Dataset records:
[Start of Attachment]

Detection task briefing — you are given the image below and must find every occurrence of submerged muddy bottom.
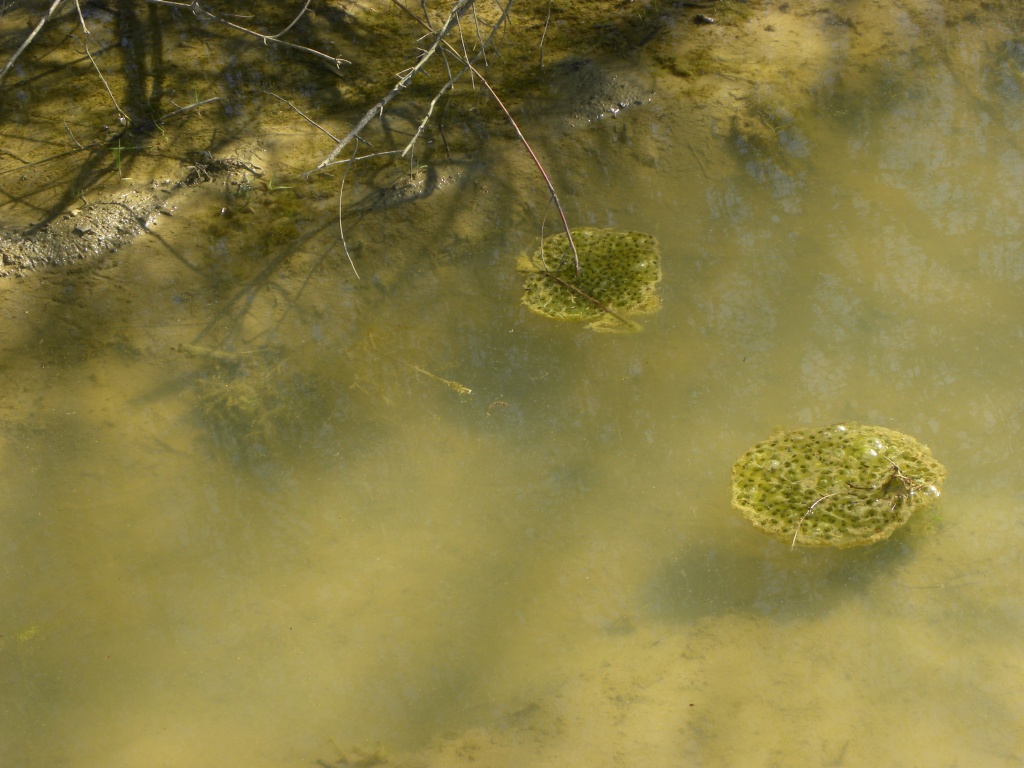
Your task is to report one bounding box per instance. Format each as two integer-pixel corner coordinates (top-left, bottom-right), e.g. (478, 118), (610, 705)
(1, 1), (1023, 766)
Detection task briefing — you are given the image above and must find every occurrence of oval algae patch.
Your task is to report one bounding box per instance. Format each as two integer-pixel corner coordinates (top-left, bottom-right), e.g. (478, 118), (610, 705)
(731, 423), (946, 549)
(518, 228), (661, 332)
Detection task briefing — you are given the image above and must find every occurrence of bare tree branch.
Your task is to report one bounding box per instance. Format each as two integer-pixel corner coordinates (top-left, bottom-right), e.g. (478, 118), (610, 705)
(0, 0), (66, 86)
(394, 0), (515, 158)
(142, 0), (348, 67)
(317, 0), (577, 271)
(316, 0), (475, 170)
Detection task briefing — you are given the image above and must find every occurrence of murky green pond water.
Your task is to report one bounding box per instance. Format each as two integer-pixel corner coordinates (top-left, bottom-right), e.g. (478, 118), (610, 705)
(2, 3), (1023, 767)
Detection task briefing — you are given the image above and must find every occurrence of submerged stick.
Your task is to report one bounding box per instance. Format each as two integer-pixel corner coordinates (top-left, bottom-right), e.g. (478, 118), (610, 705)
(73, 0), (90, 34)
(791, 493), (839, 550)
(0, 97), (220, 177)
(153, 95), (220, 123)
(539, 0), (552, 67)
(403, 361), (472, 395)
(263, 90), (339, 142)
(532, 268), (639, 331)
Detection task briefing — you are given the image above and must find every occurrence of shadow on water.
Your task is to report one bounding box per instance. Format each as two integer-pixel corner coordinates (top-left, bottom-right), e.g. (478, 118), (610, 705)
(3, 0), (1024, 765)
(646, 530), (916, 622)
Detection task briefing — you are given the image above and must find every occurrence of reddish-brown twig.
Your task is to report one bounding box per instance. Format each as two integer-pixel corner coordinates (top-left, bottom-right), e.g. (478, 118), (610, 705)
(458, 58), (579, 274)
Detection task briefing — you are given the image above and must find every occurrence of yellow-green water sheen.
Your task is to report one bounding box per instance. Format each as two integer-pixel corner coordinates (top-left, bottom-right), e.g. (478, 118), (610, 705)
(2, 3), (1023, 768)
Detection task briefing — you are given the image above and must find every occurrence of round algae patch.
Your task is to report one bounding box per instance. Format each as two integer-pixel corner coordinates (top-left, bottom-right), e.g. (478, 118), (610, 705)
(731, 423), (946, 549)
(518, 228), (661, 331)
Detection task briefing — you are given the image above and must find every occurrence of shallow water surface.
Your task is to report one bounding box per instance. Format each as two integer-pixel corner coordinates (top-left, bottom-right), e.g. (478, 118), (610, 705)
(1, 2), (1023, 767)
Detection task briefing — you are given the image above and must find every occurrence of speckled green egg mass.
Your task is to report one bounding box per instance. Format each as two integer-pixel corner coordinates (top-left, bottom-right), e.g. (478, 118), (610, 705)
(517, 228), (661, 331)
(731, 423), (946, 548)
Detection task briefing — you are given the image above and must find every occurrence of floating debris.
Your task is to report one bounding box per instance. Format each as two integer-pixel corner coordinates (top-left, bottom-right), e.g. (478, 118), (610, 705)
(518, 228), (661, 332)
(731, 423), (946, 548)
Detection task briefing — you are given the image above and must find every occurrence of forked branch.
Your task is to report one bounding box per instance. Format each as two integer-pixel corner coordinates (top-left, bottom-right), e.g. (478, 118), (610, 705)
(0, 0), (67, 86)
(316, 0), (475, 169)
(141, 0), (347, 67)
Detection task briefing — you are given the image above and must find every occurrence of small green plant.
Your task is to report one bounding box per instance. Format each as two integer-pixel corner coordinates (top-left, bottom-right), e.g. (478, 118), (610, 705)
(110, 138), (138, 179)
(150, 115), (167, 138)
(264, 174), (293, 192)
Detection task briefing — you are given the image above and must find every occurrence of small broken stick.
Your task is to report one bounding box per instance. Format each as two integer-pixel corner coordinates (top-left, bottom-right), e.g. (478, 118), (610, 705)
(403, 361), (472, 395)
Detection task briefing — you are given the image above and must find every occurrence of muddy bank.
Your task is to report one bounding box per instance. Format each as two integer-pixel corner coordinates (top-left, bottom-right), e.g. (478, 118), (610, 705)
(0, 0), (725, 277)
(0, 188), (165, 275)
(3, 0), (1017, 281)
(0, 148), (268, 275)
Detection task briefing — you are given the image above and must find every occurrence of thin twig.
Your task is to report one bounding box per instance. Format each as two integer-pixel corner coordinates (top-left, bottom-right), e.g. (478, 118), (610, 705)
(62, 120), (83, 147)
(153, 95), (219, 123)
(141, 0), (347, 67)
(471, 3), (487, 65)
(266, 0), (312, 40)
(459, 58), (579, 272)
(324, 149), (401, 166)
(317, 0), (475, 169)
(539, 0), (552, 67)
(263, 89), (339, 141)
(400, 68), (465, 158)
(0, 147), (30, 164)
(73, 0), (89, 34)
(487, 0), (510, 60)
(539, 195), (554, 247)
(0, 0), (66, 86)
(418, 0), (433, 30)
(81, 36), (130, 125)
(337, 142), (361, 279)
(437, 96), (454, 158)
(456, 14), (473, 84)
(791, 492), (839, 549)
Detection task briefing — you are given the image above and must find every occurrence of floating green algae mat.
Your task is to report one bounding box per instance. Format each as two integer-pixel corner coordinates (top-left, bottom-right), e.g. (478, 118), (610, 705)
(731, 423), (946, 549)
(517, 228), (661, 332)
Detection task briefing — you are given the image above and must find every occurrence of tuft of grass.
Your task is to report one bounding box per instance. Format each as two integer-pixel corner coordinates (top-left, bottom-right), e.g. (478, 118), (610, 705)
(110, 138), (139, 179)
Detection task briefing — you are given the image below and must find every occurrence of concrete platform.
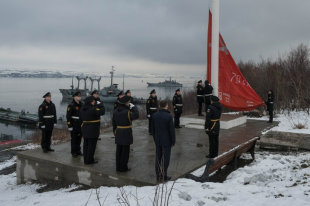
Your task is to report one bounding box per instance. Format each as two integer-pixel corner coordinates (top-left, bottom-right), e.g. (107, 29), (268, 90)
(16, 119), (275, 187)
(181, 113), (247, 129)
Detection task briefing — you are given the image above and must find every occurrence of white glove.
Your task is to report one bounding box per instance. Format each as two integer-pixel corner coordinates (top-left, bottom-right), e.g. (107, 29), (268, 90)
(129, 103), (135, 109)
(54, 124), (57, 127)
(68, 127), (73, 131)
(97, 101), (101, 104)
(41, 125), (45, 129)
(147, 114), (151, 118)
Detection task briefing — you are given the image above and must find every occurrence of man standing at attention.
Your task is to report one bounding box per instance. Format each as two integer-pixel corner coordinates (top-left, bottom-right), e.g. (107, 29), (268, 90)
(66, 91), (83, 157)
(172, 88), (183, 128)
(146, 89), (158, 135)
(196, 80), (204, 116)
(113, 96), (139, 172)
(38, 92), (57, 153)
(205, 95), (222, 158)
(152, 100), (175, 181)
(80, 96), (105, 164)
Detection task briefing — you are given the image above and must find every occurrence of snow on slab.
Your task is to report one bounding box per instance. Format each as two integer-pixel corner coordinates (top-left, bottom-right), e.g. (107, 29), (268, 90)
(0, 152), (310, 205)
(248, 111), (310, 134)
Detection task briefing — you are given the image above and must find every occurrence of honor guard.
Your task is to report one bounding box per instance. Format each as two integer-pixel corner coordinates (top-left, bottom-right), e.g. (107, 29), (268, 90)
(172, 88), (183, 128)
(114, 91), (124, 110)
(265, 90), (274, 123)
(38, 92), (57, 153)
(204, 80), (213, 111)
(80, 96), (105, 164)
(146, 89), (158, 135)
(197, 80), (204, 116)
(66, 91), (83, 157)
(112, 96), (139, 172)
(205, 95), (222, 158)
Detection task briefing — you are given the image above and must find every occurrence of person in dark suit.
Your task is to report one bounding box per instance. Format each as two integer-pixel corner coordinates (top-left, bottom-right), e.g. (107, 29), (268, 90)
(66, 91), (83, 157)
(152, 100), (176, 181)
(38, 92), (57, 153)
(125, 90), (134, 103)
(205, 95), (222, 158)
(114, 91), (124, 110)
(113, 96), (139, 172)
(265, 90), (274, 123)
(146, 89), (158, 135)
(172, 88), (183, 128)
(80, 96), (105, 164)
(196, 80), (204, 116)
(204, 80), (213, 112)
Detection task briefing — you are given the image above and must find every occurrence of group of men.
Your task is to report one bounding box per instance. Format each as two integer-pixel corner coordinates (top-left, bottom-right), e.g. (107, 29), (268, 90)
(38, 83), (223, 181)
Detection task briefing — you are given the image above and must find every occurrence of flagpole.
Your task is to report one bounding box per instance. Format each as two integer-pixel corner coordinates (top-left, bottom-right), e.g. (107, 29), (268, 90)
(211, 0), (219, 97)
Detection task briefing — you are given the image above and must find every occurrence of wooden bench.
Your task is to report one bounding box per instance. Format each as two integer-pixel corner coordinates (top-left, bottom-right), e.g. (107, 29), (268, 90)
(186, 136), (260, 182)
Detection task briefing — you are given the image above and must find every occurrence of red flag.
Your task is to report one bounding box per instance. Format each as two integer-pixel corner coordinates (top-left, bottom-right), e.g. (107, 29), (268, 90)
(207, 11), (264, 111)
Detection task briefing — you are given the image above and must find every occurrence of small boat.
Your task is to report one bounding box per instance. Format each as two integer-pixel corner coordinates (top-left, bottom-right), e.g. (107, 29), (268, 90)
(0, 108), (38, 124)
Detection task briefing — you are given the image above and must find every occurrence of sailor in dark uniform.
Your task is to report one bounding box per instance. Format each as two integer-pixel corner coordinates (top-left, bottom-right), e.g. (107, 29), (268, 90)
(204, 80), (213, 112)
(172, 88), (183, 128)
(265, 90), (274, 123)
(112, 96), (139, 172)
(80, 96), (105, 164)
(197, 80), (205, 116)
(146, 89), (158, 135)
(66, 91), (83, 157)
(91, 90), (101, 104)
(125, 90), (134, 103)
(114, 91), (124, 110)
(38, 92), (57, 153)
(205, 95), (222, 158)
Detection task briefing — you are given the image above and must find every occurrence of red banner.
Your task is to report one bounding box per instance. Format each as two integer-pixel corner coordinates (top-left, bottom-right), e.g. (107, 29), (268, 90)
(207, 11), (264, 111)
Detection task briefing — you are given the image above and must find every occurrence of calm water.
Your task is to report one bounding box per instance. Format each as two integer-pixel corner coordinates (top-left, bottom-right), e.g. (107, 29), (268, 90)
(0, 76), (197, 140)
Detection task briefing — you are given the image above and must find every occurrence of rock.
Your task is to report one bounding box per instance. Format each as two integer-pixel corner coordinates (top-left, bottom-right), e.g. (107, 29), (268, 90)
(197, 200), (205, 206)
(178, 192), (192, 201)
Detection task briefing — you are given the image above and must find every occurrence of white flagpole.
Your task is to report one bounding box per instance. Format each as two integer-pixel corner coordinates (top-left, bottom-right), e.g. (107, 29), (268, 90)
(211, 0), (219, 97)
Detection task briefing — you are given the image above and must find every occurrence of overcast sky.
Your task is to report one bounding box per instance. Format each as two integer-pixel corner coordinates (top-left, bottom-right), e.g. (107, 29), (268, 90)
(0, 0), (309, 75)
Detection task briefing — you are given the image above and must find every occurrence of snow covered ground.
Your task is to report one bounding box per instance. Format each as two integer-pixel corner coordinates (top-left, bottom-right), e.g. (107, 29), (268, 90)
(0, 152), (309, 206)
(248, 111), (310, 134)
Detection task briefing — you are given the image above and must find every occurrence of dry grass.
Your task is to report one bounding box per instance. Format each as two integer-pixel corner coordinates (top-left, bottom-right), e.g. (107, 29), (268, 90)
(294, 123), (306, 129)
(31, 126), (71, 145)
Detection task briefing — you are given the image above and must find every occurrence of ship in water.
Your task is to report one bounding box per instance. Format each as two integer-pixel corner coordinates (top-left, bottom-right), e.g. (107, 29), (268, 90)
(147, 77), (182, 87)
(60, 67), (146, 104)
(0, 108), (38, 124)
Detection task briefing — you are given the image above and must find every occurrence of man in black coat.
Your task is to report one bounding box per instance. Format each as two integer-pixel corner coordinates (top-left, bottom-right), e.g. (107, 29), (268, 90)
(80, 96), (105, 164)
(265, 90), (274, 123)
(152, 100), (175, 181)
(196, 80), (204, 116)
(113, 96), (139, 172)
(114, 90), (124, 110)
(204, 80), (213, 112)
(66, 91), (83, 157)
(205, 95), (222, 158)
(146, 89), (158, 135)
(125, 90), (134, 103)
(38, 92), (57, 153)
(172, 88), (183, 128)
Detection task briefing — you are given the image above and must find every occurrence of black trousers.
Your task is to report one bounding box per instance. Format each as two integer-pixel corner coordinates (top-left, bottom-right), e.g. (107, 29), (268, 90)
(205, 96), (211, 111)
(41, 129), (53, 149)
(198, 101), (203, 115)
(71, 131), (82, 155)
(83, 138), (98, 164)
(148, 116), (153, 134)
(155, 146), (171, 178)
(116, 145), (130, 171)
(208, 133), (219, 158)
(268, 110), (273, 123)
(174, 112), (181, 127)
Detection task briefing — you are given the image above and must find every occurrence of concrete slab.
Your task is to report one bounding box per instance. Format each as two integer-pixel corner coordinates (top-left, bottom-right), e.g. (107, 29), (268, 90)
(17, 119), (273, 187)
(259, 131), (310, 151)
(181, 113), (247, 129)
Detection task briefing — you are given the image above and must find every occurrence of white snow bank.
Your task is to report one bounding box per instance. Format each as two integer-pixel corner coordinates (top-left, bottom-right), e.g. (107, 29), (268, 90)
(0, 152), (309, 206)
(248, 111), (310, 134)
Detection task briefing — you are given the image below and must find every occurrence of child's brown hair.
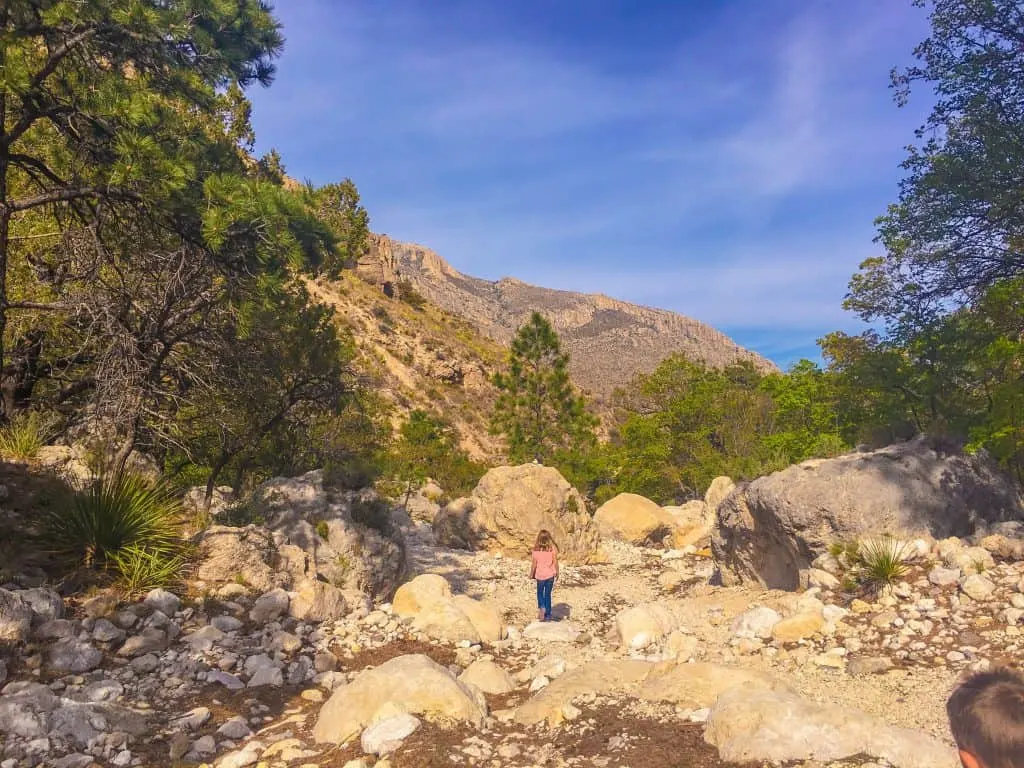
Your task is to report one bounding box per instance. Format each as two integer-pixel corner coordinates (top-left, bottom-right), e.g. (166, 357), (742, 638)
(534, 529), (556, 551)
(947, 668), (1024, 768)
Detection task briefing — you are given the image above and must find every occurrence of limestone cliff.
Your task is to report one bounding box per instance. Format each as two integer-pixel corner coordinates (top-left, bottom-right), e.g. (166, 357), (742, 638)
(363, 235), (777, 398)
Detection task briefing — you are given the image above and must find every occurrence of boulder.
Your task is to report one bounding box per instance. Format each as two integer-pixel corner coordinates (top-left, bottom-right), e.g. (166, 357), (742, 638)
(194, 526), (283, 593)
(289, 581), (347, 622)
(312, 654), (486, 744)
(458, 660), (515, 695)
(731, 606), (782, 640)
(713, 438), (1024, 589)
(19, 588), (64, 622)
(960, 574), (996, 602)
(392, 574), (452, 618)
(704, 476), (736, 514)
(595, 494), (675, 546)
(514, 660), (652, 726)
(637, 662), (789, 707)
(451, 595), (505, 643)
(193, 472), (407, 608)
(433, 464), (599, 561)
(412, 600), (481, 644)
(250, 588), (290, 623)
(663, 500), (712, 548)
(771, 612), (825, 643)
(45, 640), (103, 674)
(0, 589), (33, 643)
(614, 603), (677, 650)
(704, 688), (958, 768)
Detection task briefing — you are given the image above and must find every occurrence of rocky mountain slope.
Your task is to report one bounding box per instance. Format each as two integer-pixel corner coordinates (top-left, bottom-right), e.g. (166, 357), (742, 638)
(359, 235), (777, 398)
(307, 272), (506, 461)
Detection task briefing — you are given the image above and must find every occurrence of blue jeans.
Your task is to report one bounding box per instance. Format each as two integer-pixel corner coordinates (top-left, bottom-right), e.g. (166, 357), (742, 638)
(536, 577), (554, 619)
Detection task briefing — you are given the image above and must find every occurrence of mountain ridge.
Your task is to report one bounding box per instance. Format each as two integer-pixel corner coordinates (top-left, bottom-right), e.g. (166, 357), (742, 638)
(358, 234), (778, 398)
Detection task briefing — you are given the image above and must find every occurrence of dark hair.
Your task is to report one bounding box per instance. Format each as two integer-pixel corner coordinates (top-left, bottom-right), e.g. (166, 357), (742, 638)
(947, 668), (1024, 768)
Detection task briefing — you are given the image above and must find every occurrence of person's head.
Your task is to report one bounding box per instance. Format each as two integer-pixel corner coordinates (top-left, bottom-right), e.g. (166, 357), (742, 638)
(947, 667), (1024, 768)
(534, 529), (555, 551)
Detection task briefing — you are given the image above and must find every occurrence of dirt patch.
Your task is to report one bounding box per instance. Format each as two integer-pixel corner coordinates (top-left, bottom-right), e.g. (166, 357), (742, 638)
(339, 638), (457, 671)
(561, 705), (728, 767)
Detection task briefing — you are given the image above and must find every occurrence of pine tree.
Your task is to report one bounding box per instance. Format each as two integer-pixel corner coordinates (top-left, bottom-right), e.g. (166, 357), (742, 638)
(490, 312), (597, 464)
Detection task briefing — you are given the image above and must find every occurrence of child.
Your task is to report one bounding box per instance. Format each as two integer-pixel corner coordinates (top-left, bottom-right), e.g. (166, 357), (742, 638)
(529, 529), (559, 622)
(947, 667), (1024, 768)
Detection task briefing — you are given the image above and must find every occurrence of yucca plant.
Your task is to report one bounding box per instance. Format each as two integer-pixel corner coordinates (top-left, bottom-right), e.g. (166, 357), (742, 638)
(41, 470), (184, 570)
(109, 545), (190, 596)
(0, 411), (51, 460)
(855, 535), (909, 589)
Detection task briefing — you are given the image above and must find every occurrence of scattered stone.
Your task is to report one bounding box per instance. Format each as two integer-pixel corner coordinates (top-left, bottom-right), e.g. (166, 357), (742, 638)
(458, 659), (515, 694)
(523, 620), (581, 643)
(929, 567), (961, 587)
(143, 588), (180, 616)
(249, 588), (290, 622)
(45, 640), (102, 674)
(615, 603), (677, 650)
(731, 606), (782, 639)
(360, 713), (421, 755)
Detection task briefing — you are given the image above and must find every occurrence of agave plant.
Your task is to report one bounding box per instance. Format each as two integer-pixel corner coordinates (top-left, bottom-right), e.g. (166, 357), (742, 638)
(855, 535), (909, 589)
(41, 470), (184, 570)
(109, 545), (190, 596)
(0, 411), (51, 460)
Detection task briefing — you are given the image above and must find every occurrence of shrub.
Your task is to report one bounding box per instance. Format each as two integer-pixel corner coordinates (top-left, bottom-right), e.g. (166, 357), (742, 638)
(0, 411), (51, 460)
(110, 545), (190, 596)
(350, 497), (391, 534)
(316, 519), (330, 540)
(41, 470), (185, 570)
(397, 279), (427, 310)
(855, 535), (908, 589)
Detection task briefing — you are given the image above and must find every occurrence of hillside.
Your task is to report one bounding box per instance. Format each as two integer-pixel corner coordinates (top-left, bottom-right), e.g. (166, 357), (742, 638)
(307, 272), (505, 460)
(359, 234), (777, 398)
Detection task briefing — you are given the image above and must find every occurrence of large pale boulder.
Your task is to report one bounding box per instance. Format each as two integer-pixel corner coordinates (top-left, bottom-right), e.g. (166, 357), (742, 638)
(433, 464), (599, 561)
(614, 603), (677, 650)
(595, 493), (675, 546)
(392, 574), (452, 618)
(412, 600), (481, 644)
(514, 660), (652, 726)
(312, 654), (486, 744)
(663, 500), (712, 548)
(458, 660), (514, 695)
(637, 662), (789, 707)
(394, 575), (505, 644)
(704, 476), (736, 514)
(451, 595), (505, 643)
(713, 438), (1024, 590)
(705, 688), (958, 768)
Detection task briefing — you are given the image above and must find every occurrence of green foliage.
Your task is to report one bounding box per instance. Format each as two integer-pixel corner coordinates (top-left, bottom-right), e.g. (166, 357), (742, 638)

[End of Attachment]

_Task goal_:
Only the lines from the one containing "of green foliage." through the last line of the records above are to be reproduced, exactly and with both ends included.

_Answer space_:
Detection task briefing — you are given the image above and must find every occurrence of green foliage.
Your task is to report one bounding box per instance. Format each as two integer-pixel corner coordinates (top-left, bottom-right), e.g. (166, 357), (742, 638)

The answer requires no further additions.